§ **Фрагмент страницы**

____________

(О книге: Лео Бутнару. отрада и отрава. - М.: «ЛитГОСТ», 2018. Переводы с румынского Сергея Бирюкова, Ивана Пилкина и др.)В Молдавии Лео Бутнару считается межгенерационным поэтом, последователем Эжена Ионеско, Марина Сореску и Никиты Стэнеску. Непохожим на других, но продолжающим традицию румынской поэзии. В его билингвальном сознании уживаются несколько ипостатей (на русском он говорит практически так же свободно, как и на румынском) — переведённых им книг едва ли не больше, чем написанных.
Лео Бутнару родился в молдавском селе Негурень в 1949 году. После школы переехал в Кишинёв. К 20 годам активно публиковался и вёл рубрику «Уголок молодого переводчика» в газете ЦК комсомола Молдавии «Tinerimea Moldovei» («Молодёжи Молдавии»). Окончив Кишинёвский университет, Лео отметился в Союзе писателей СССР (принят после первого сборника «Крыло на свету», 1976). А вскоре пополнил ряды не-послушников режима, подписав в печать статью о Михаиле Когэлничану и Григоре Александреску. которые выступали за объединение молдово-валашских княжеств ради создания единой Румынии. В советское время подобная дерзость каралась. От премий и гонораров Бутнару отлучили до излёта перестройки. В отколовшейся от соцлагеря республике Лео стал литературным функционером: вице-президентом Союза писателей Молдовы и председателем кишинёвского филиала Союза писателей Румынии. В 90-е и 2000-е перевёл на румынский свод классиков русского авангарда— от Хлебникова до Айги. Зазвучал и сам — на десятках языков. Книги Бутнару опубликованы на русском, французском, болгарском, сербском и татарском.По роду поэтической деятельности он верлибрист, хотя пишет и в классической манере. Своеобычность его текстов — на пересечении записанных в столбик «стихотворений в прозе», образа, стоящего на метафорических подпорках, которые возникают из множества автологичных микросюжетов. Предтечами этой поэзии можно назвать французов, прежде всего Бодлера с его «поэмами в прозе», перечисленную выше румыноязычную классику и — если переводить разговор в русскоязычное русло — Владимира Бурича, с которым его роднят ирония, элементы нарратива и разговорная подача текста.
Тексты Бутнару предельно визуализированы, это прежде всего картинка, замеченный
незамечаемый раньше образ.
Сейчас она еще ниже осела,
чем разрешалось во время постройки —
не выше всадника-язычника
верхом на коне, с копьем в руке.
Как сказать, на сколько она вошла в землю —
вместе с алтарем и облупившимися иконами?..
Так, чтобы было понятно каждому?..
…Ангелы на стенах стоят по колено
в черноземе.
Миниатюры чаще представляют метафоры в себе, тяготеющие к социально-философской проблематике и поданные через призму остроумия в игровой манере:
Две идеально прямые параллельные
непременно встретятся в бесконечности.

____________

§ **Записи данных**

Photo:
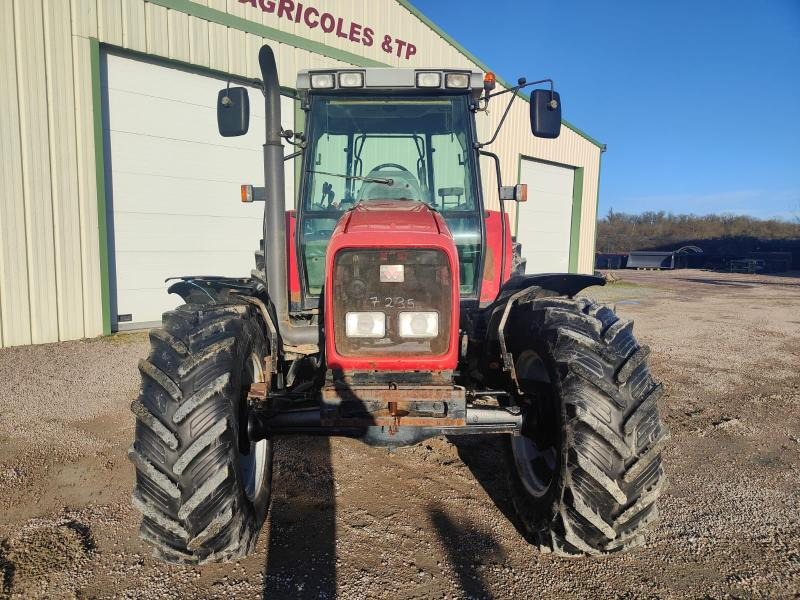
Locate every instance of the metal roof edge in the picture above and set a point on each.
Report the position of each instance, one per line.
(444, 35)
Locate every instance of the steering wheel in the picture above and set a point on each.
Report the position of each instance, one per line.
(395, 165)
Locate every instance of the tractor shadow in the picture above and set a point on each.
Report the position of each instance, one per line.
(301, 551)
(489, 460)
(466, 548)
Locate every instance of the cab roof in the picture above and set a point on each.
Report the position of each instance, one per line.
(391, 79)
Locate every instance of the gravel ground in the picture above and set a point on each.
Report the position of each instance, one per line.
(430, 521)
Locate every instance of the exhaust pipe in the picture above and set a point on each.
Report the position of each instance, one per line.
(275, 208)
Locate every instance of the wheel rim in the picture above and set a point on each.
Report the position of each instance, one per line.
(536, 449)
(253, 464)
(535, 466)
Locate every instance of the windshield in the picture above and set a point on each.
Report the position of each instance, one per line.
(404, 148)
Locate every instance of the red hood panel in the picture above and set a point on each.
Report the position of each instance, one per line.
(392, 215)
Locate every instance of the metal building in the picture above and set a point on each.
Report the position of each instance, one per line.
(113, 175)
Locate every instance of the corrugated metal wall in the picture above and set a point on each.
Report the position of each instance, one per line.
(50, 252)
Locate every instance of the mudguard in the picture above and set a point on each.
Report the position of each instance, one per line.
(557, 284)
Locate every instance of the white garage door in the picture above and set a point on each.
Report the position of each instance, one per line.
(544, 221)
(172, 184)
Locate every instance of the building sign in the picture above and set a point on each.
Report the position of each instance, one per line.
(329, 23)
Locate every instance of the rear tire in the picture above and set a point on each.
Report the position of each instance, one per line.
(202, 488)
(586, 471)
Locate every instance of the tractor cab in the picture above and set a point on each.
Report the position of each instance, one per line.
(377, 135)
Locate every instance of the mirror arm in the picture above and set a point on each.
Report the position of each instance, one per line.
(480, 145)
(521, 83)
(292, 155)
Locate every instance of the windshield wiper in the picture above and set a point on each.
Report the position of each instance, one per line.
(384, 181)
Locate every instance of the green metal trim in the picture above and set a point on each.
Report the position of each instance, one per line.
(516, 210)
(100, 181)
(222, 18)
(575, 223)
(416, 12)
(584, 135)
(596, 209)
(202, 69)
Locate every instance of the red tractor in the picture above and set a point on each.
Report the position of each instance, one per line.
(385, 308)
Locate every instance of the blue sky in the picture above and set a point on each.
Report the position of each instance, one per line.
(698, 101)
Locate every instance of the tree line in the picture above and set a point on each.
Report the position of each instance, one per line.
(622, 232)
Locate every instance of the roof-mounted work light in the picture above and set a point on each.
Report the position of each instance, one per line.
(456, 80)
(322, 81)
(429, 79)
(351, 79)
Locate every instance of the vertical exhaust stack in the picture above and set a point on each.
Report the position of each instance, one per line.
(275, 207)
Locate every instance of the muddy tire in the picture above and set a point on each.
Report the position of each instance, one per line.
(586, 471)
(202, 488)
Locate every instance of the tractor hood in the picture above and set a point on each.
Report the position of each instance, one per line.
(394, 261)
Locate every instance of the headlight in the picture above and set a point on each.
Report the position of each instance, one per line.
(418, 324)
(366, 324)
(322, 80)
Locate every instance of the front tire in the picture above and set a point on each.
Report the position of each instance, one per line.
(586, 471)
(203, 489)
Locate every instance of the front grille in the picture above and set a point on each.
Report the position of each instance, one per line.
(426, 286)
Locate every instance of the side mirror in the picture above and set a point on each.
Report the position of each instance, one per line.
(233, 111)
(545, 114)
(518, 193)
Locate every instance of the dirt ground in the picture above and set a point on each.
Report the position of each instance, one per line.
(432, 521)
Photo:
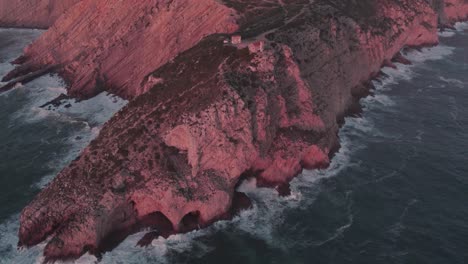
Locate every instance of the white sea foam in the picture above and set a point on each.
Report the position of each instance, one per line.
(268, 210)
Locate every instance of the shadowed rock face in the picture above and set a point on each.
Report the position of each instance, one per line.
(200, 122)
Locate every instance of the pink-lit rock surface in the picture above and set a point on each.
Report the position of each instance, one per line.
(113, 45)
(32, 13)
(204, 115)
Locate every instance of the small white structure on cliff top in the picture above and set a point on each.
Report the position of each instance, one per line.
(236, 39)
(257, 46)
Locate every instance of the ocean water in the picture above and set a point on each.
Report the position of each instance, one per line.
(396, 192)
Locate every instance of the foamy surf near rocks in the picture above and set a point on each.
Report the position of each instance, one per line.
(205, 114)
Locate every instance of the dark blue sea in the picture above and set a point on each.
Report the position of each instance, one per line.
(396, 192)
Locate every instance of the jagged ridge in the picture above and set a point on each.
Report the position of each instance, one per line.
(217, 113)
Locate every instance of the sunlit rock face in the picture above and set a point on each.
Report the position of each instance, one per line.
(113, 44)
(32, 13)
(205, 114)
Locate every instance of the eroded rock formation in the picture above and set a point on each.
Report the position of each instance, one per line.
(33, 13)
(204, 119)
(114, 44)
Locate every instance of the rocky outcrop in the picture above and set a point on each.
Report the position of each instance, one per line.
(456, 10)
(32, 13)
(113, 44)
(203, 120)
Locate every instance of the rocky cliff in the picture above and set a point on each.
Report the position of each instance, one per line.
(113, 45)
(32, 13)
(206, 114)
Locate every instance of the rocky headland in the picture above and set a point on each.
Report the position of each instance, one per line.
(204, 114)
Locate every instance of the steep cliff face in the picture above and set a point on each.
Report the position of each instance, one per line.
(32, 13)
(113, 45)
(216, 113)
(456, 10)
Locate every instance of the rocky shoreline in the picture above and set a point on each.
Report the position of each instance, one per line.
(205, 115)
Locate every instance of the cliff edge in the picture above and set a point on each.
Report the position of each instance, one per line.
(205, 114)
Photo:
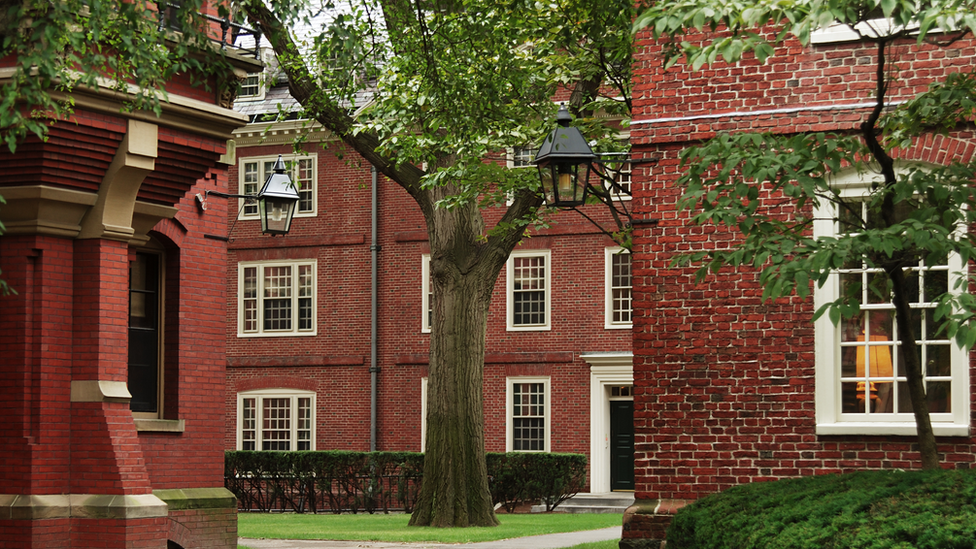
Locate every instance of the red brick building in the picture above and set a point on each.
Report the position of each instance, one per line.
(729, 389)
(112, 349)
(559, 329)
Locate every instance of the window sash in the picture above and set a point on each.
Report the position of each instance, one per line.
(276, 422)
(251, 87)
(619, 288)
(884, 406)
(523, 157)
(528, 415)
(277, 299)
(529, 301)
(427, 293)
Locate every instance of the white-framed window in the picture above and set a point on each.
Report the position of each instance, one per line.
(254, 171)
(529, 296)
(619, 288)
(427, 299)
(251, 88)
(861, 386)
(276, 420)
(527, 413)
(522, 157)
(276, 298)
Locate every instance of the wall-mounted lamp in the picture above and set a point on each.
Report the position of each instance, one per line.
(277, 200)
(566, 166)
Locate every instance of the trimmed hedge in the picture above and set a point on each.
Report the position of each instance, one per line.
(869, 509)
(517, 478)
(337, 481)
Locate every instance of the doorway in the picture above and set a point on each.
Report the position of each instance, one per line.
(621, 445)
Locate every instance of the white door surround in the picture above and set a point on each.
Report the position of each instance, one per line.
(607, 369)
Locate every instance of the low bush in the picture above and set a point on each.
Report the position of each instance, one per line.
(517, 478)
(337, 481)
(870, 509)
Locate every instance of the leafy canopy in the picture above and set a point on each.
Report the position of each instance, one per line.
(451, 84)
(62, 47)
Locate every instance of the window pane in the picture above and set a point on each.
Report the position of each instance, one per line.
(248, 424)
(277, 302)
(250, 298)
(304, 182)
(305, 297)
(276, 424)
(620, 288)
(303, 430)
(528, 417)
(529, 295)
(523, 157)
(252, 178)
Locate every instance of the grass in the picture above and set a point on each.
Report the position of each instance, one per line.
(393, 528)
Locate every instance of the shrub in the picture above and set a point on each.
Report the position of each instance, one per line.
(338, 481)
(869, 509)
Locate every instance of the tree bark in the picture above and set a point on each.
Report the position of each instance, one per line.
(894, 268)
(455, 488)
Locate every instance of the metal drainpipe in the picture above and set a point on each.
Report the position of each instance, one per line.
(374, 249)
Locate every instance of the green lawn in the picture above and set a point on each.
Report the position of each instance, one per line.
(364, 527)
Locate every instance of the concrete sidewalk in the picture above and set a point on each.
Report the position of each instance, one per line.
(548, 541)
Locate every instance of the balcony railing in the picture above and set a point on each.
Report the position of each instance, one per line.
(229, 30)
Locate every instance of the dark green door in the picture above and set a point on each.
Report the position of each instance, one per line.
(621, 445)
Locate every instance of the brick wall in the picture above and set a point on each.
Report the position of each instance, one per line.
(724, 381)
(335, 362)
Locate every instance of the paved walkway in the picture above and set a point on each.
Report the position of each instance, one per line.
(548, 541)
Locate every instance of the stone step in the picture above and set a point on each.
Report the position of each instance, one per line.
(616, 502)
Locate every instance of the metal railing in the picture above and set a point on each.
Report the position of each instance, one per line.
(168, 19)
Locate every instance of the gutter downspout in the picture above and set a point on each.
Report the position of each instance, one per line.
(374, 249)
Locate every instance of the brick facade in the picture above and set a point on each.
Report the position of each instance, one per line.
(335, 362)
(725, 382)
(81, 469)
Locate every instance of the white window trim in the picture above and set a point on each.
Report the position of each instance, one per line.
(261, 161)
(294, 395)
(510, 291)
(294, 332)
(261, 89)
(425, 294)
(842, 32)
(509, 409)
(609, 324)
(619, 197)
(829, 417)
(510, 157)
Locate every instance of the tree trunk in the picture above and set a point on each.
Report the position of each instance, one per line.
(893, 267)
(455, 487)
(913, 371)
(463, 269)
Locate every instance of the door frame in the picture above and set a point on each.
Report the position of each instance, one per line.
(606, 370)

____________

§ **Поставленная задача 1**
Где и в каком году, согласно фрагменту страницы, родился Лео Бутнару?
§ **Поставленная задача 2**
Переведите на английский язык предложение из фрагмента страницы: «Лео Бутнару родился в молдавском селе Негурень в 1949 году.»
§ **Поставленная задача 3**
Верните без изменений отрывок из фрагмента страницы: начните со слов «Так, чтобы было» и остановитесь после слов «встретятся в бесконечности.».
Записи никак не связаны с фрагментом страницы.

§ **Решение задачи 1**
В молдавском селе Негурень в 1949 году.

§ **Решение задачи 2**
Leo Butnaru was born in the Moldovan village of Negureni in 1949.

§ **Решение задачи 3**
Так, чтобы было понятно каждому?..
…Ангелы на стенах стоят по колено
в черноземе.
Миниатюры чаще представляют метафоры в себе, тяготеющие к социально-философской проблематике и поданные через призму остроумия в игровой манере:
Две идеально прямые параллельные
непременно встретятся в бесконечности.